◆ Directive A ◆
In the forum thread about casts going to the right, list the fixes the opening post gives for casts that go low and to the left.
◆ Directive B ◆
Summarize the forum thread about casts going to the right in two sentences.
◆ Directive C ◆
In the forum thread about casts going to the right, what did Arnav consciously change that straightened out his casts?

◆ Reading passage ◆
╭──
# Casting to the right?



## Matt Bizarro (Jan 26, 2016)

I know what to do when my casts go low/left: lengthen sinker drop, slow down, look up. but what could I be doing wrong where some casts fly to the right by about 20 degrees?


----------



## Papa-T (Sep 5, 2011)

Stop drinking. Lol Just kidding!


----------



## Ivan Bilic (Jul 5, 2020)

I have (had) simmilar problems all the time, when it slips weather right or left. When this starts to happen, I just stop forcing. I usually take smaller rod, lighter sinker and get to the basics. I practice direction, forget distance. Just this morning was doing just that, was practising pendulum, lead control and direction. Was casting no more than 70 or 80 yards...even less than that. I was focusing at direction by using feeling....

Now it is raining so I quit....


----------



## Arnav (Dec 17, 2020)

Matt Bizarro said:


> I know what to do when my casts go low/left: lengthen sinker drop, slow down, look up. but what could I be doing wrong where some casts fly to the right by about 20 degrees?


I was _PLAGUED_ with this as well. I straightened it out when I finally got to a beach for several hours. Most all types of casts I tried went to the right by some degree. Shifting my footwork / placement alone didn't change much as I'd expected it to. I think I was initiating the cast too quick / abruptly loading the rod too much, too soon. I consciously accelerated more gradually from a dead stop (OTG) to full bore and things straightened out ..... and went substantially further. Pendulum ... same thing. Approaching consistent AA class status now, very happy.


----------



## fishhawkxxx (Nov 13, 2012)

Matt Bizarro said:


> I know what to do when my casts go low/left: lengthen sinker drop, slow down, look up. but what could I be doing wrong where some casts fly to the right by about 20 degrees?


I always thought direction was controlled w/ spool release timing?


----------



## dsurf (Aug 5, 2003)

Goes left...lengthen it....right...reduce it.


----------



## Matt Bizarro (Jan 26, 2016)

fishhawkxxx said:


> I always thought direction was controlled w/ spool release timing?


With this kind of casting, spool release happens automatically almost. When the power really gets put in and the rod feels like straightening back out, you don’t really have a choice.


----------



## Arnav (Dec 17, 2020)

Matt Bizarro said:


> With this kind of casting, spool release happens automatically almost. When the power really gets put in and the rod feels like straightening back out, you don’t really have a choice.
╰──
◆ Given information ◆
╭──
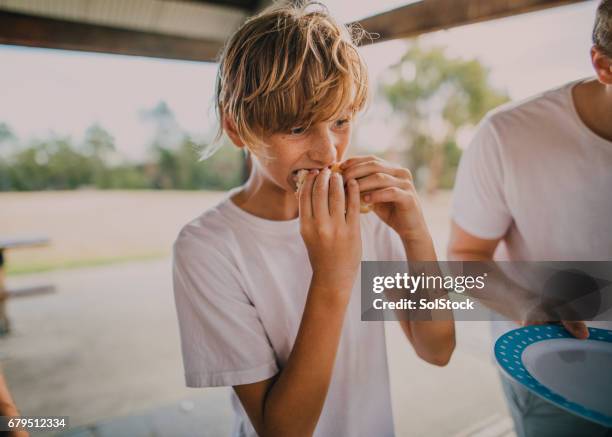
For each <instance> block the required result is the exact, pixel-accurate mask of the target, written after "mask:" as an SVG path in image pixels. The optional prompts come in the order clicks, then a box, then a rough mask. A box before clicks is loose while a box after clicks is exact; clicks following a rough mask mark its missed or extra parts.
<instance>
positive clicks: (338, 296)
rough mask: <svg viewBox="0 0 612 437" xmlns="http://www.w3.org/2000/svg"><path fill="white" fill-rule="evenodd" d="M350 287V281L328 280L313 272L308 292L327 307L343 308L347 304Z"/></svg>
mask: <svg viewBox="0 0 612 437" xmlns="http://www.w3.org/2000/svg"><path fill="white" fill-rule="evenodd" d="M352 289H353V284H352V283H351V284H348V283H347V282H346V281H329V280H327V279H325V278H324V277H321V276H318V275H317V274H316V273H315V274H313V276H312V281H311V284H310V292H309V294H310V295H311V296H312V297H313V298H315V299H316V300H317V301H319V302H322V303H324V304H325V305H326V306H327V307H330V308H336V309H344V308H345V307H346V306H347V305H348V301H349V300H350V297H351V291H352Z"/></svg>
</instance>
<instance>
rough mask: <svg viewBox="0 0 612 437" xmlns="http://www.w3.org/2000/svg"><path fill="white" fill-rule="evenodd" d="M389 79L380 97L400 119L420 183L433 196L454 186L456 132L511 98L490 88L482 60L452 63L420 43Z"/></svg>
mask: <svg viewBox="0 0 612 437" xmlns="http://www.w3.org/2000/svg"><path fill="white" fill-rule="evenodd" d="M385 76H386V78H385V80H383V83H382V84H381V94H382V95H383V97H384V98H385V99H386V101H387V102H388V103H389V104H390V105H391V108H392V109H393V112H394V114H395V116H397V117H401V119H402V126H403V127H402V139H403V140H405V142H404V144H403V146H404V151H405V153H406V155H407V159H408V162H409V166H410V167H411V170H412V172H413V174H415V175H416V176H417V177H416V179H417V180H416V182H417V184H418V185H419V186H420V187H424V188H425V189H426V190H427V192H429V193H431V192H434V191H435V190H436V189H437V188H438V187H440V186H442V187H444V188H450V187H452V185H453V181H454V175H455V172H456V169H457V165H458V162H459V158H460V156H461V150H460V149H459V147H458V146H457V142H456V136H457V132H458V131H459V130H460V129H461V128H465V127H470V126H474V125H476V124H477V123H478V122H479V121H480V119H481V118H482V117H483V116H484V115H485V114H486V113H487V111H489V110H490V109H492V108H494V107H496V106H498V105H500V104H502V103H504V102H506V101H507V100H508V97H507V95H506V94H504V93H502V92H500V91H497V90H495V89H494V88H493V87H492V86H491V85H490V83H489V71H488V70H487V69H486V68H485V67H484V66H483V65H482V64H481V63H480V62H479V61H477V60H467V61H466V60H463V59H454V58H449V57H448V56H447V55H446V53H445V51H444V49H443V48H440V47H436V48H431V49H424V48H422V47H421V46H420V44H419V43H418V41H415V42H414V43H412V44H411V45H410V46H409V48H408V51H407V52H406V54H405V55H404V56H402V59H401V60H400V62H398V63H397V64H395V65H393V66H392V67H390V68H389V70H388V71H387V72H386V74H385ZM423 174H425V176H423ZM423 179H424V180H423Z"/></svg>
╰──
◆ Task solution A ◆
- Lengthen sinker drop
- Slow down
- Look up

◆ Task solution B ◆
A forum member asks what could make some of his casts fly about 20 degrees to the right, since he already knows how to correct casts that go low and left. Replies suggest stopping the forcing and practicing direction with a smaller rod and lighter sinker, accelerating more gradually from a dead stop, or checking spool release timing, which the original poster says happens almost automatically in this kind of casting.

◆ Task solution C ◆
He accelerated more gradually from a dead stop to full bore.